Work to be completed: From the line containing "Where can you spot the dirt mound?" down to the last line of the material, return those lines verbatim and only those.

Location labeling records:

====================

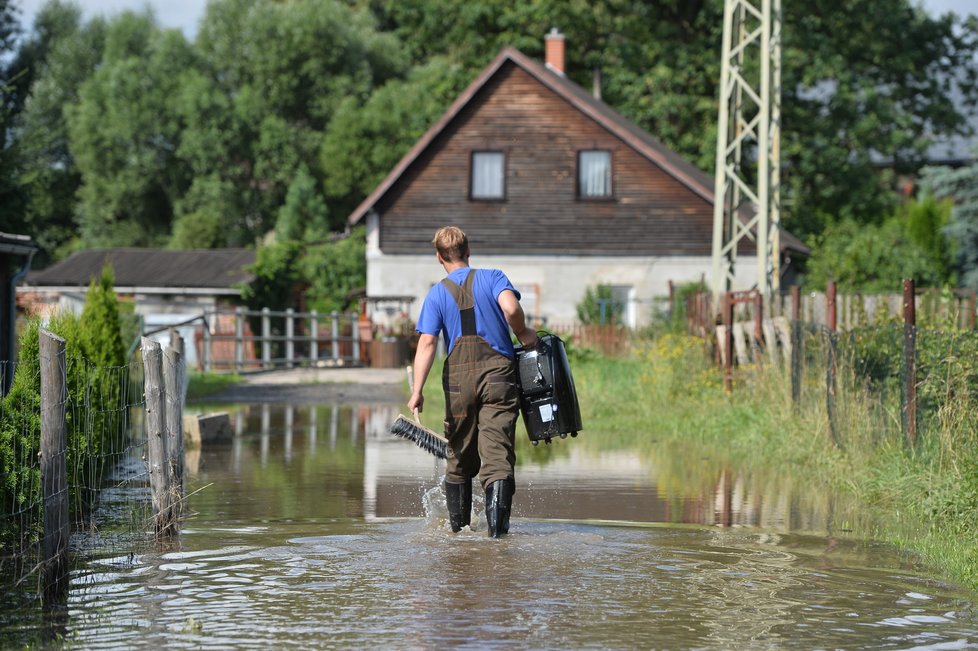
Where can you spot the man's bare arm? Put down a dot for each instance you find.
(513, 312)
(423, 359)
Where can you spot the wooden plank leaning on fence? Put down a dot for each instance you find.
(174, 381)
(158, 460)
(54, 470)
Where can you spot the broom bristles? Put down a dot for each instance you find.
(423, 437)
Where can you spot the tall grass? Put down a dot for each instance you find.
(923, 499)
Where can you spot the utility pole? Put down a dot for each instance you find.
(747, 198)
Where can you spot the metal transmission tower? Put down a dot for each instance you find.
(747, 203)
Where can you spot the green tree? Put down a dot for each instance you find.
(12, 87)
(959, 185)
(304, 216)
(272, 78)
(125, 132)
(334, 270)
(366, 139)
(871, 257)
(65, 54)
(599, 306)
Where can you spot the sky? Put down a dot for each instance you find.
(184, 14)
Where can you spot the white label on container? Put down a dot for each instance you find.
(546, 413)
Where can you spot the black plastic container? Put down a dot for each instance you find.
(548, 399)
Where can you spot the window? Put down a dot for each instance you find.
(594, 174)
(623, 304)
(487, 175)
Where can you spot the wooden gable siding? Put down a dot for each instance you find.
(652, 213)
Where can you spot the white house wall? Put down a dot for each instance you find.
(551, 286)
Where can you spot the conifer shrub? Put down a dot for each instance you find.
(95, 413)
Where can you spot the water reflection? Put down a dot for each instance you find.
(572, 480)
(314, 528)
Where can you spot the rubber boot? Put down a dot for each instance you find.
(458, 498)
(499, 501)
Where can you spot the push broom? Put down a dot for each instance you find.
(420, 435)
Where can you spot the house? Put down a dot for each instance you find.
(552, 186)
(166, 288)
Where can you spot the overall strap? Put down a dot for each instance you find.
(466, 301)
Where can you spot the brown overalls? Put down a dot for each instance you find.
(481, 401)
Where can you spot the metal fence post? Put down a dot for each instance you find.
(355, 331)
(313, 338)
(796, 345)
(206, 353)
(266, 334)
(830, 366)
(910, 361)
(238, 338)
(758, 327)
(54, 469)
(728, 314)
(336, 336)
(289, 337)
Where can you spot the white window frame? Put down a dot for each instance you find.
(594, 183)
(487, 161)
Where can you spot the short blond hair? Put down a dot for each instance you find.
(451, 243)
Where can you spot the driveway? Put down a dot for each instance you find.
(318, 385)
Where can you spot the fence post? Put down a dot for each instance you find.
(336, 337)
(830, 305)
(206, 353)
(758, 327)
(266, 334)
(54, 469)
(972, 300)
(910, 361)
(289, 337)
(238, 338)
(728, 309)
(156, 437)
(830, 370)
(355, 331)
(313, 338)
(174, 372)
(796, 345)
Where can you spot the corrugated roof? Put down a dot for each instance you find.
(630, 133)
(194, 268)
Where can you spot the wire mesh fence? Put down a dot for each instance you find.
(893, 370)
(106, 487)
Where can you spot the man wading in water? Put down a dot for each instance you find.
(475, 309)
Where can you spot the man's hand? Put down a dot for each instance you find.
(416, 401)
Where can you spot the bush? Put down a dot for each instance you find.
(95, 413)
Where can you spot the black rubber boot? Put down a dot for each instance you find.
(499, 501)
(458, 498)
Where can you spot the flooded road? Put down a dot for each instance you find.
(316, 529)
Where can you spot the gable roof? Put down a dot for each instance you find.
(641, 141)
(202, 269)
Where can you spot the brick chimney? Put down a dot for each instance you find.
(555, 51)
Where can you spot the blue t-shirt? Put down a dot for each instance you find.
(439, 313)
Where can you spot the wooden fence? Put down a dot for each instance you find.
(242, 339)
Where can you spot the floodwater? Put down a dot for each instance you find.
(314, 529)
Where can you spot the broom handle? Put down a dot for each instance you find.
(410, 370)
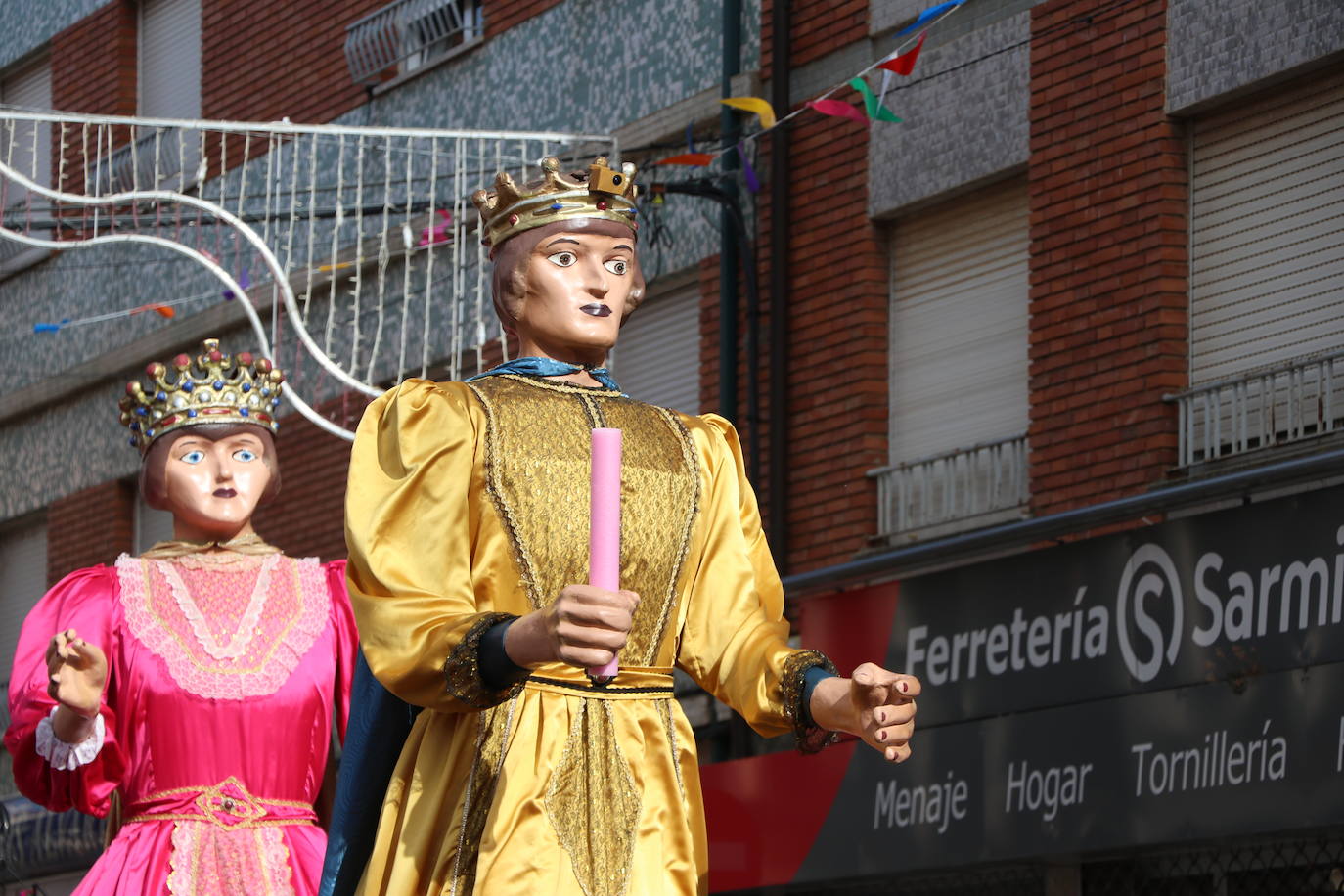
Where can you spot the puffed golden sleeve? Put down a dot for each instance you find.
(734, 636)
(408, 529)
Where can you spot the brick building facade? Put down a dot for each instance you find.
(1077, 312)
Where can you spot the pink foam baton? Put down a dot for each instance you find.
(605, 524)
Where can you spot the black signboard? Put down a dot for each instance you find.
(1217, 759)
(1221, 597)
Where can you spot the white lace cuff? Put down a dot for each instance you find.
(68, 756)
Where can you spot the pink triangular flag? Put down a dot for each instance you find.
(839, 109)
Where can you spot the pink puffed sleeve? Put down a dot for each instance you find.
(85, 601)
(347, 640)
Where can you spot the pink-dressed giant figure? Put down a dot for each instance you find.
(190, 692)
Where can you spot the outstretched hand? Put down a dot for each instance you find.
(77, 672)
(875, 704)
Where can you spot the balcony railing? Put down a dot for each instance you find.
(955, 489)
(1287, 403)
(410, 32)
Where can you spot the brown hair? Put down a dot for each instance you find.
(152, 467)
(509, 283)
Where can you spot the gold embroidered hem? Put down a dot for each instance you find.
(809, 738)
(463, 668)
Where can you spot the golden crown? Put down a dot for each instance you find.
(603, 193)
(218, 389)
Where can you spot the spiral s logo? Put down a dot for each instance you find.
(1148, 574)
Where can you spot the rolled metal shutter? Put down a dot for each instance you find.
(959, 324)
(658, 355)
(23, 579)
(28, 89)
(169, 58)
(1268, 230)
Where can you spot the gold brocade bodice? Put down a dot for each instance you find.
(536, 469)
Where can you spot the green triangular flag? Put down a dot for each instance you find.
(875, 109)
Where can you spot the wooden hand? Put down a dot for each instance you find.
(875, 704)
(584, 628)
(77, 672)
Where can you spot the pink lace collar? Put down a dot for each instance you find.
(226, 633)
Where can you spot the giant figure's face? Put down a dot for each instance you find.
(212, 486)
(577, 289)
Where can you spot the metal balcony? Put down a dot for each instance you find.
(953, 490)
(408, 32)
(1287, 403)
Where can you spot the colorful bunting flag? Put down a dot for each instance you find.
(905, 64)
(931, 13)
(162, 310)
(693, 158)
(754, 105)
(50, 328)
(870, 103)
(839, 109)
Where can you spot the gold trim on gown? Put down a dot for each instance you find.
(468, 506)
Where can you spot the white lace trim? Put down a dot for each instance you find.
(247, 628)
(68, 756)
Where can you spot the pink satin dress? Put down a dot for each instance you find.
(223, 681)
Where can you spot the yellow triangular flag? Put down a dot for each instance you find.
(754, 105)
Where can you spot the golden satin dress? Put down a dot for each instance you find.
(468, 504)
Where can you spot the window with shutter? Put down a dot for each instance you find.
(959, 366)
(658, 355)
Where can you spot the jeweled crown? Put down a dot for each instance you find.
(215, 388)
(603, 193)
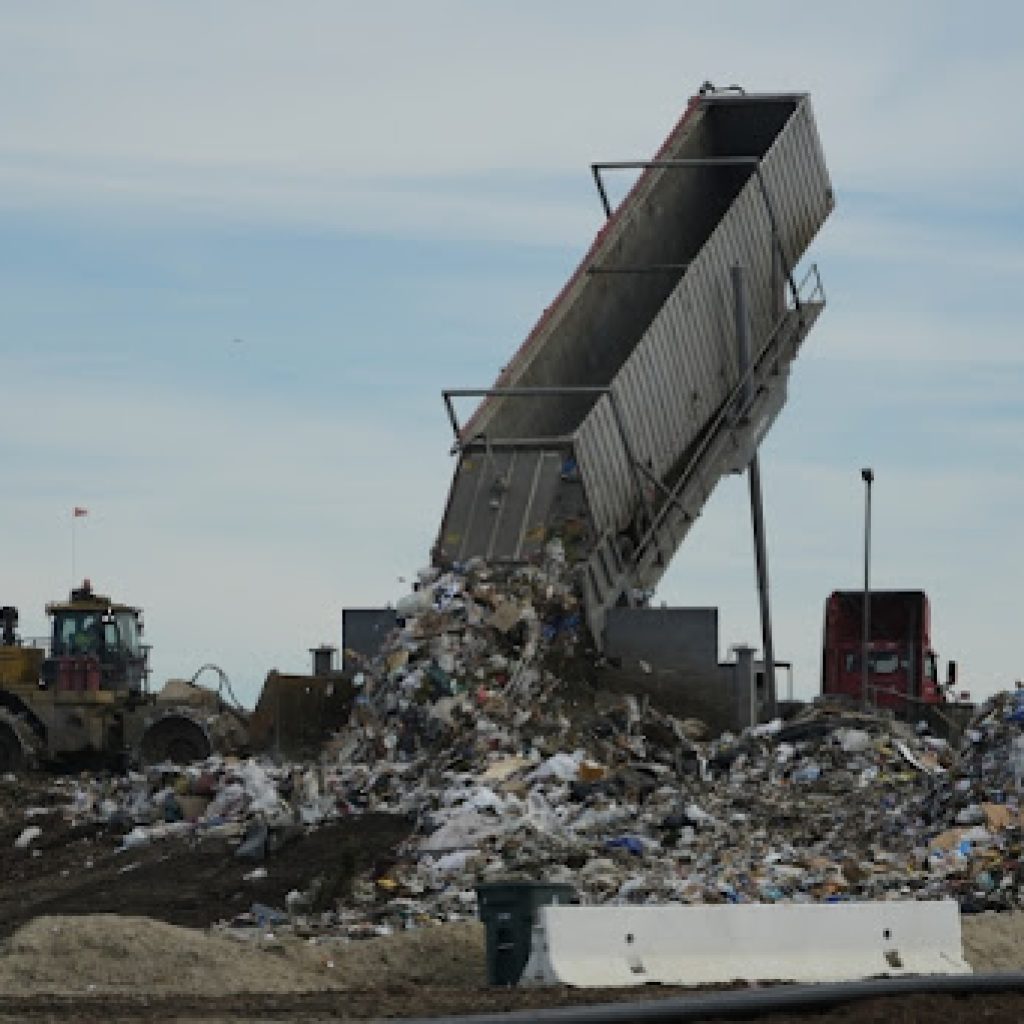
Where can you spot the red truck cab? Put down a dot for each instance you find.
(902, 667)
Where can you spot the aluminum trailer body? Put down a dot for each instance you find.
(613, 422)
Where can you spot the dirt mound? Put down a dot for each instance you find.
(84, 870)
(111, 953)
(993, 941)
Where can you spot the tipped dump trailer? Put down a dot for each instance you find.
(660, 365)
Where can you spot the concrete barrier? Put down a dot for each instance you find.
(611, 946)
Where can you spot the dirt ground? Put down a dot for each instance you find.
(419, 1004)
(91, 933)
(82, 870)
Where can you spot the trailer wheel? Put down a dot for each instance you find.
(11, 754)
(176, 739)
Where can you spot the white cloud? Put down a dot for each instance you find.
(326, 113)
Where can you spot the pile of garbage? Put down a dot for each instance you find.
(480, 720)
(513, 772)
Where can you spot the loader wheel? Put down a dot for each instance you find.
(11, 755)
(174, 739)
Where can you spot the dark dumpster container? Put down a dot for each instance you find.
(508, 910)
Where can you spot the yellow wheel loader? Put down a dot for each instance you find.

====================

Exercise response:
Where can you spot the dirt mound? Put down a dot for each instance you find.
(84, 870)
(111, 953)
(993, 941)
Where can you spot the tipped dump trailer? Put down a dot for each instance you find.
(660, 365)
Where can you spot the concrete barrier? Put down a dot for each instance you find.
(611, 946)
Where can you spot the dirt ground? Put down a dot for each instance you find.
(419, 1004)
(91, 933)
(82, 870)
Where can you spot the trailer wheel? Put down a dot for each instance you find.
(11, 754)
(176, 739)
Where can you spot the white cloud? Put down a dot for each instance you find.
(326, 113)
Where can you spot the pile of garbage? Put down a dot for each instance you find.
(480, 720)
(513, 772)
Where can you spot the loader wheel? Put down a dot for each instance you find.
(11, 755)
(174, 739)
Where can you spot the dark dumpster container? Put down a dot for each instance you find.
(508, 910)
Where can you spot the yellow wheel loader? Put down a dot for each instance you find.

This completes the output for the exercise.